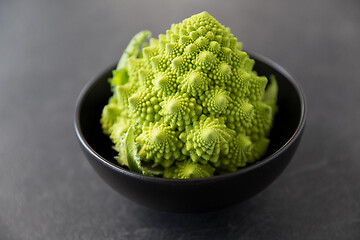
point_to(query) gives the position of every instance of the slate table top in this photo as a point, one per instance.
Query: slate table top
(50, 49)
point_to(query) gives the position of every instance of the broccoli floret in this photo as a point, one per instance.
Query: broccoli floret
(189, 104)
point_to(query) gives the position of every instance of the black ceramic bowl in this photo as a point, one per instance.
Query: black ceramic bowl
(193, 195)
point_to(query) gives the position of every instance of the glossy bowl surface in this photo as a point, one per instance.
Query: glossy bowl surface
(194, 195)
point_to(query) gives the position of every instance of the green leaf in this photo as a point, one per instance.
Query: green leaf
(133, 157)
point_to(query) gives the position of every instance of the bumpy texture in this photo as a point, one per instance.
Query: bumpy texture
(189, 103)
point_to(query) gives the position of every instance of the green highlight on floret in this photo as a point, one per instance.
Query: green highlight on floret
(188, 104)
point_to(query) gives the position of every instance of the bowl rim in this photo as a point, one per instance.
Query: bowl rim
(261, 162)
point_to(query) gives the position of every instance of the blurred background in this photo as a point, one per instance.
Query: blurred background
(50, 49)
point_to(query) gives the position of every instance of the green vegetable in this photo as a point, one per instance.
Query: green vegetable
(188, 104)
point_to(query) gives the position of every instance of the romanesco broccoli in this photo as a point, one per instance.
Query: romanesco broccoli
(188, 104)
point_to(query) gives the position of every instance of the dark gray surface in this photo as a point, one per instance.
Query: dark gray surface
(50, 49)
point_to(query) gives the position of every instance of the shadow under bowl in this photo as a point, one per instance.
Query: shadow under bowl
(193, 195)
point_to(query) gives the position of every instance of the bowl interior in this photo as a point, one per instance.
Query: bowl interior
(287, 121)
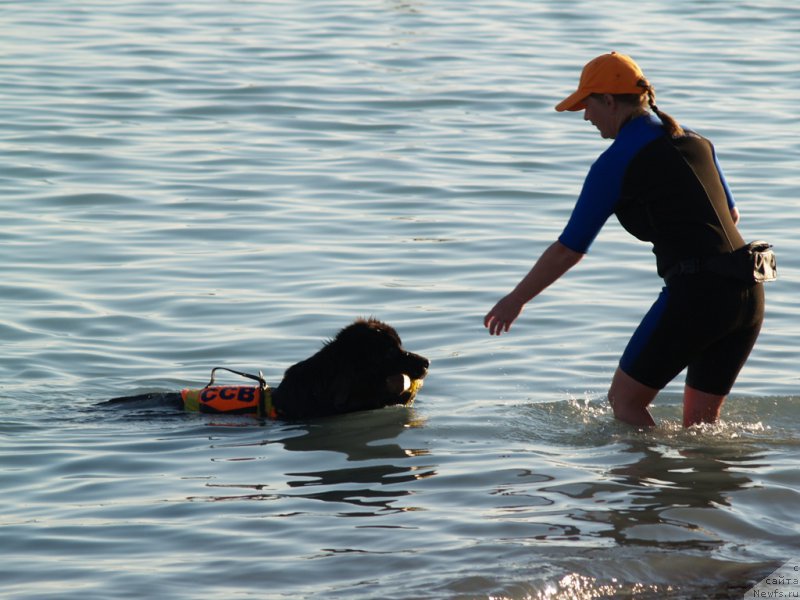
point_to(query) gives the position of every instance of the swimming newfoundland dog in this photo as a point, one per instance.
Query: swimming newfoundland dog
(364, 367)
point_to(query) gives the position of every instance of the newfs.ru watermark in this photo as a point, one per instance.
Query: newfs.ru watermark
(784, 582)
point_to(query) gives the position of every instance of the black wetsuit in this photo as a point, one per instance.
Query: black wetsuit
(672, 193)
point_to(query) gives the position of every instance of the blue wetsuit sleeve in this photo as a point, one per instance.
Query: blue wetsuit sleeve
(595, 204)
(728, 193)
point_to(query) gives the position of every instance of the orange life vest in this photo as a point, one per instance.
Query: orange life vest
(232, 400)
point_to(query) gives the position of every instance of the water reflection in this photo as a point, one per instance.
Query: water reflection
(369, 439)
(660, 491)
(357, 439)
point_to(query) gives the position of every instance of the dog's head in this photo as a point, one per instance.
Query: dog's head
(364, 367)
(385, 372)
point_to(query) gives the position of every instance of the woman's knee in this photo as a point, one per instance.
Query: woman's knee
(629, 400)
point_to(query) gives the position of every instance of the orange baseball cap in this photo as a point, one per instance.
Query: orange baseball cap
(612, 73)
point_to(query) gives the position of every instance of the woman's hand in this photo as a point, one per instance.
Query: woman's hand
(552, 264)
(505, 312)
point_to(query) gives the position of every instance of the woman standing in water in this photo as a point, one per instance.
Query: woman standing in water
(665, 186)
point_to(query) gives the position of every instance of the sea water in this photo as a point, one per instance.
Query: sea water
(194, 184)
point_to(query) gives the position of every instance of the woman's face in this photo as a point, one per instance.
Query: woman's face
(602, 111)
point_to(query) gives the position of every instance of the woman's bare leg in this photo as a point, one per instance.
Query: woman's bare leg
(700, 407)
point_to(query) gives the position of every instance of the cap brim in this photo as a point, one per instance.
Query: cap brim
(575, 101)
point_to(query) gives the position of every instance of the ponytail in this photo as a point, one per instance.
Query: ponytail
(670, 124)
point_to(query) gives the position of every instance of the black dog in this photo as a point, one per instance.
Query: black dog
(364, 367)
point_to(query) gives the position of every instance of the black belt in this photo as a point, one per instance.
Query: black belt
(752, 263)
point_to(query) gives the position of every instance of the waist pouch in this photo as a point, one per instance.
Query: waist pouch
(752, 263)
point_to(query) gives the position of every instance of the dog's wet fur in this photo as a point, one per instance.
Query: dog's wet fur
(356, 370)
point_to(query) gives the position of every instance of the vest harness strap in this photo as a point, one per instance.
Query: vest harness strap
(232, 399)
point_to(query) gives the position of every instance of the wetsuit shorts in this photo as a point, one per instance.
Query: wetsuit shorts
(705, 323)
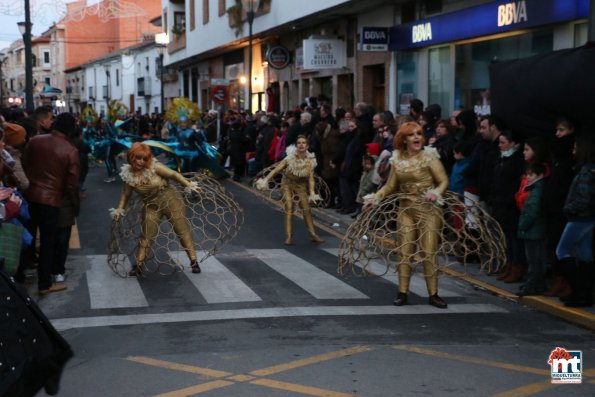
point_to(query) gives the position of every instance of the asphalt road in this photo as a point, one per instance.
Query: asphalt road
(268, 320)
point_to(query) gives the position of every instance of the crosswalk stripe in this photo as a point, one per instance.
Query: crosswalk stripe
(417, 285)
(108, 291)
(316, 282)
(63, 324)
(217, 284)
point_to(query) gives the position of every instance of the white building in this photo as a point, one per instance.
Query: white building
(129, 75)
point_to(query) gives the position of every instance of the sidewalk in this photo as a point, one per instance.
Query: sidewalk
(337, 224)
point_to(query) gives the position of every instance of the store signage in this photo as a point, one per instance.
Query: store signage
(324, 54)
(485, 19)
(219, 94)
(278, 57)
(512, 13)
(374, 39)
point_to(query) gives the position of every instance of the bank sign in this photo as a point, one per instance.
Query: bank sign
(324, 54)
(491, 18)
(374, 39)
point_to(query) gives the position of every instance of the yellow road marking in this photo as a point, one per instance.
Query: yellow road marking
(240, 378)
(527, 390)
(179, 367)
(309, 361)
(75, 242)
(192, 390)
(311, 391)
(474, 360)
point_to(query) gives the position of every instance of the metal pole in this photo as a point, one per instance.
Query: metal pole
(591, 36)
(250, 15)
(28, 60)
(162, 93)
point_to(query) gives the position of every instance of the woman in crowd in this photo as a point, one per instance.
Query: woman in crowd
(579, 210)
(418, 175)
(298, 182)
(507, 176)
(150, 179)
(554, 195)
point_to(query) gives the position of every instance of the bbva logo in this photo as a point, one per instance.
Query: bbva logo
(375, 35)
(421, 32)
(512, 13)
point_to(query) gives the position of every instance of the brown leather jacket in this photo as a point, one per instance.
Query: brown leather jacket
(52, 165)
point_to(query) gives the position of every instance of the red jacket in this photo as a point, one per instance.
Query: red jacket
(52, 165)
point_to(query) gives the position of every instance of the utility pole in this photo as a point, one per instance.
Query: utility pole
(591, 38)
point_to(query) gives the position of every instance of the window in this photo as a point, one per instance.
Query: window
(205, 12)
(407, 68)
(433, 6)
(408, 12)
(473, 60)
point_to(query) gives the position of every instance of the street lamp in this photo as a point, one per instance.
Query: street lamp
(250, 6)
(161, 39)
(25, 29)
(242, 84)
(2, 60)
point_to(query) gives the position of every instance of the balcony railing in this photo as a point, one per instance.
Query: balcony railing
(143, 87)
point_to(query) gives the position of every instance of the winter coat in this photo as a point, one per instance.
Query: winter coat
(532, 219)
(506, 181)
(580, 202)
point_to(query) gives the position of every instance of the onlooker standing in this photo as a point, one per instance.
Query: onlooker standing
(52, 165)
(555, 191)
(532, 230)
(579, 209)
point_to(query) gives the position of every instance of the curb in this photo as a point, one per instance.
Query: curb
(550, 306)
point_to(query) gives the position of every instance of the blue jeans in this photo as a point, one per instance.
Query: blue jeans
(579, 236)
(536, 254)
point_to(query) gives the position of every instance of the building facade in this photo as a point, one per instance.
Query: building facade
(383, 53)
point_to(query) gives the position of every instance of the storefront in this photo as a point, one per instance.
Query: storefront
(445, 59)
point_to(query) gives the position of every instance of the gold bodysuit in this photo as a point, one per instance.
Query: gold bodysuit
(298, 184)
(418, 221)
(159, 200)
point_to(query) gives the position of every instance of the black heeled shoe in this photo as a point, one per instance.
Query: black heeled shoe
(135, 271)
(194, 266)
(437, 301)
(401, 299)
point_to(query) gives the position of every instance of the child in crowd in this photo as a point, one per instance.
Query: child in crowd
(531, 230)
(462, 150)
(366, 185)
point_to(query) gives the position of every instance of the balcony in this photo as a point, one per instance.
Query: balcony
(178, 42)
(143, 87)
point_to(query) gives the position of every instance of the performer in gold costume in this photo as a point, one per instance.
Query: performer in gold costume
(298, 180)
(418, 175)
(145, 176)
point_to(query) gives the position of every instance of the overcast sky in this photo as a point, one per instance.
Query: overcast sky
(43, 14)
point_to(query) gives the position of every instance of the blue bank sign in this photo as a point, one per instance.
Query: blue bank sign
(485, 19)
(374, 39)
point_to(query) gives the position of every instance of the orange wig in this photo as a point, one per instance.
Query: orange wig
(139, 150)
(406, 129)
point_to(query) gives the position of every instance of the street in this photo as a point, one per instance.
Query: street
(263, 319)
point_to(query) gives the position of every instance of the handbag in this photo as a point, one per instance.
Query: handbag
(11, 238)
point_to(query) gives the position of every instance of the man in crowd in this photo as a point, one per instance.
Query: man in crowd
(52, 165)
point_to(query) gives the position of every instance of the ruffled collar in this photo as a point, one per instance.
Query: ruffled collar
(137, 178)
(299, 166)
(403, 163)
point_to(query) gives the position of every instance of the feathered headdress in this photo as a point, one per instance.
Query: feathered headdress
(116, 110)
(89, 115)
(182, 109)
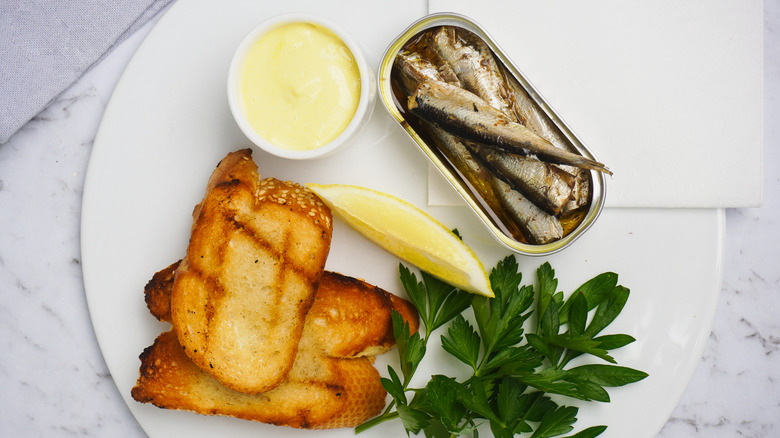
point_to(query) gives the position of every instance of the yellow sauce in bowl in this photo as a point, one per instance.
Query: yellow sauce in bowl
(300, 86)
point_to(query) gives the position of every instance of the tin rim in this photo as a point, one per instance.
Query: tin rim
(598, 183)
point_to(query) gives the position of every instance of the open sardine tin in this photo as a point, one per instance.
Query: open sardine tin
(388, 97)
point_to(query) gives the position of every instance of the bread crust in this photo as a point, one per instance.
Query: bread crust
(349, 317)
(320, 392)
(256, 254)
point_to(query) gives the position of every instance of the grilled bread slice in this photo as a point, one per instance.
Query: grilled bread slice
(256, 254)
(349, 317)
(320, 392)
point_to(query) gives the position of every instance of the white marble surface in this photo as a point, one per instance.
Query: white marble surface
(54, 379)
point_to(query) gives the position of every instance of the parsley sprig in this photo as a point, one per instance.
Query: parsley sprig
(514, 374)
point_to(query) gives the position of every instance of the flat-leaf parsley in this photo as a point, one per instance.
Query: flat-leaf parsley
(513, 373)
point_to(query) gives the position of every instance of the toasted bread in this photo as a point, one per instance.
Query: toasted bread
(256, 254)
(319, 392)
(349, 317)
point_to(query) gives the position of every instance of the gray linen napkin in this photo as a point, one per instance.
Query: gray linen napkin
(46, 45)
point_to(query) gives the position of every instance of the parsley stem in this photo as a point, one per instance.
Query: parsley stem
(386, 416)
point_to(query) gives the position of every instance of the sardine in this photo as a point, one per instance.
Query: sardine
(465, 114)
(544, 185)
(474, 64)
(537, 226)
(476, 174)
(528, 113)
(413, 70)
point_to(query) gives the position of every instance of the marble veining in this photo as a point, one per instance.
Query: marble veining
(56, 383)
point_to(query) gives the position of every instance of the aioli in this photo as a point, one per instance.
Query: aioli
(300, 86)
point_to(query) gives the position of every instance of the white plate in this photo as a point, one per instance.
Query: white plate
(168, 125)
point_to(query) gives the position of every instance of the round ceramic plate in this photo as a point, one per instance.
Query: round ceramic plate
(168, 124)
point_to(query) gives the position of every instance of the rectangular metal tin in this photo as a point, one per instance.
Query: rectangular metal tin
(598, 186)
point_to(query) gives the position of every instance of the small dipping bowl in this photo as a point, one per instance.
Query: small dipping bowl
(237, 93)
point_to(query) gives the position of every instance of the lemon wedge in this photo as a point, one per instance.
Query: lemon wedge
(407, 232)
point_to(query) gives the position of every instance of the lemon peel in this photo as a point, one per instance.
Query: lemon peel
(408, 233)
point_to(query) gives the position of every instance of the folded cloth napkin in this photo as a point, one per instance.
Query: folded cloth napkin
(46, 45)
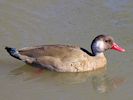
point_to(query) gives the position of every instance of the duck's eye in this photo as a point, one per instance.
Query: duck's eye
(106, 41)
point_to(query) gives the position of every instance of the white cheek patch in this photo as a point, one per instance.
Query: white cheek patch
(99, 46)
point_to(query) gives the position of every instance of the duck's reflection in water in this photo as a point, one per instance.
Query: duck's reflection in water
(100, 80)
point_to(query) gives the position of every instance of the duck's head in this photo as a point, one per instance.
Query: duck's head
(104, 42)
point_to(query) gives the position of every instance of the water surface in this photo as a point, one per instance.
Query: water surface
(76, 22)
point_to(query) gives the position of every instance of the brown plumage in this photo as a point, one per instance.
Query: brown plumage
(65, 58)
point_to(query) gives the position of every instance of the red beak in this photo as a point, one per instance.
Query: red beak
(118, 48)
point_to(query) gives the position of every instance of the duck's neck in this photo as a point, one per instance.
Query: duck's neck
(97, 53)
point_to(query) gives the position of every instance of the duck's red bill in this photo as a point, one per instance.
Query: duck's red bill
(118, 48)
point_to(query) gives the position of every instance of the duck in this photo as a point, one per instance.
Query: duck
(67, 58)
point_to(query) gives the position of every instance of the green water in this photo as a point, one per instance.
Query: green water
(76, 22)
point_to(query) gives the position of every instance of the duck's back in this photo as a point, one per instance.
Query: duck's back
(62, 58)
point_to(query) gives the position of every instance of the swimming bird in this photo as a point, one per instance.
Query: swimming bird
(67, 58)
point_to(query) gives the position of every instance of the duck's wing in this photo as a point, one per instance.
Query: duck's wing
(48, 50)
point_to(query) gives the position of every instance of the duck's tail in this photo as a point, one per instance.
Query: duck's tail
(13, 52)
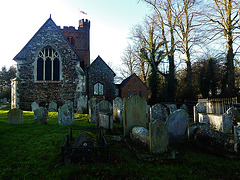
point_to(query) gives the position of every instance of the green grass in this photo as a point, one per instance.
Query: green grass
(32, 151)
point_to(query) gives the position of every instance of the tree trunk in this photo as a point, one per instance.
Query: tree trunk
(188, 91)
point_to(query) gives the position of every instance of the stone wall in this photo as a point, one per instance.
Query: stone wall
(79, 39)
(44, 92)
(135, 86)
(100, 72)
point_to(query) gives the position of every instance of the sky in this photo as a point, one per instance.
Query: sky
(111, 23)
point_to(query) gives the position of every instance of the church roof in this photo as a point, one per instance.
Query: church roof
(125, 81)
(23, 53)
(100, 59)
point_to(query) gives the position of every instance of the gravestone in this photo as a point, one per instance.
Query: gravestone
(69, 103)
(237, 139)
(105, 120)
(104, 106)
(117, 109)
(52, 107)
(171, 107)
(34, 106)
(104, 111)
(41, 115)
(65, 116)
(199, 108)
(4, 100)
(226, 124)
(93, 109)
(184, 107)
(134, 113)
(148, 107)
(15, 116)
(158, 111)
(158, 131)
(177, 125)
(140, 135)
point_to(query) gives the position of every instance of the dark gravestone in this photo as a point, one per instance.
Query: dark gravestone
(177, 125)
(83, 145)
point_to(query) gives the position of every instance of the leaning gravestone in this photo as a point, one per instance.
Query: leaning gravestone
(15, 116)
(134, 113)
(171, 107)
(140, 135)
(92, 109)
(117, 109)
(158, 111)
(158, 131)
(104, 111)
(199, 108)
(65, 116)
(41, 115)
(52, 107)
(184, 107)
(4, 100)
(177, 125)
(104, 106)
(69, 103)
(35, 106)
(148, 107)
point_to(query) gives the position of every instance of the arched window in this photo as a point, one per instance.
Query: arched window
(48, 65)
(98, 89)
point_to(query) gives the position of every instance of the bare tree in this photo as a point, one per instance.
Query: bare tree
(166, 22)
(129, 62)
(223, 17)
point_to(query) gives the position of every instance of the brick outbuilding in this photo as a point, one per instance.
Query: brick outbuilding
(133, 85)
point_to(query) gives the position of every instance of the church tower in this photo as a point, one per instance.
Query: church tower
(79, 40)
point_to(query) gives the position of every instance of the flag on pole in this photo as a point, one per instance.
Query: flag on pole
(83, 12)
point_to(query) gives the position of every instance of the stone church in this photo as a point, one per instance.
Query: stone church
(54, 66)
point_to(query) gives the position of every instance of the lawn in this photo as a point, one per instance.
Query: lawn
(32, 151)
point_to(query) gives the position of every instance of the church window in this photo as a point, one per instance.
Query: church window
(98, 89)
(48, 65)
(129, 92)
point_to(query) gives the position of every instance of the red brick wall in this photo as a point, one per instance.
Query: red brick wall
(134, 85)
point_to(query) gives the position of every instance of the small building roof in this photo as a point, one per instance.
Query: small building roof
(125, 81)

+===+

Work instructions: Copy, exactly and only, the lines above that begin with the one containing "of the onlooker" and finish with the one containing "the black heeled".

Response area:
point_to(query) gives the position of every instance of the onlooker standing in this photo as a point, one per instance.
Query: onlooker standing
(52, 165)
(555, 191)
(532, 230)
(579, 209)
point_to(query) gives the position of every instance of the curb in this photo as a point, one per instance.
Query: curb
(550, 306)
point_to(query) gives the position of every instance of the blue jeans in this photo as a point, one per instance.
Query: blue jeans
(579, 236)
(536, 254)
point_to(query) gives the position of every instance of the building facade in this photo as a point, one per instance.
Query: building facade
(383, 53)
point_to(query) gives the position of every instance of the storefront in this photo as a point, one per instance.
Query: storefront
(445, 59)
point_to(query) gives the position of every instance of the gold bodysuit in this photo as a point, one per instance.
Query: gold bodysuit
(298, 184)
(418, 221)
(159, 200)
point_to(query) gives the position of every instance of the black heeled shoe in this photo as a point, one per instance.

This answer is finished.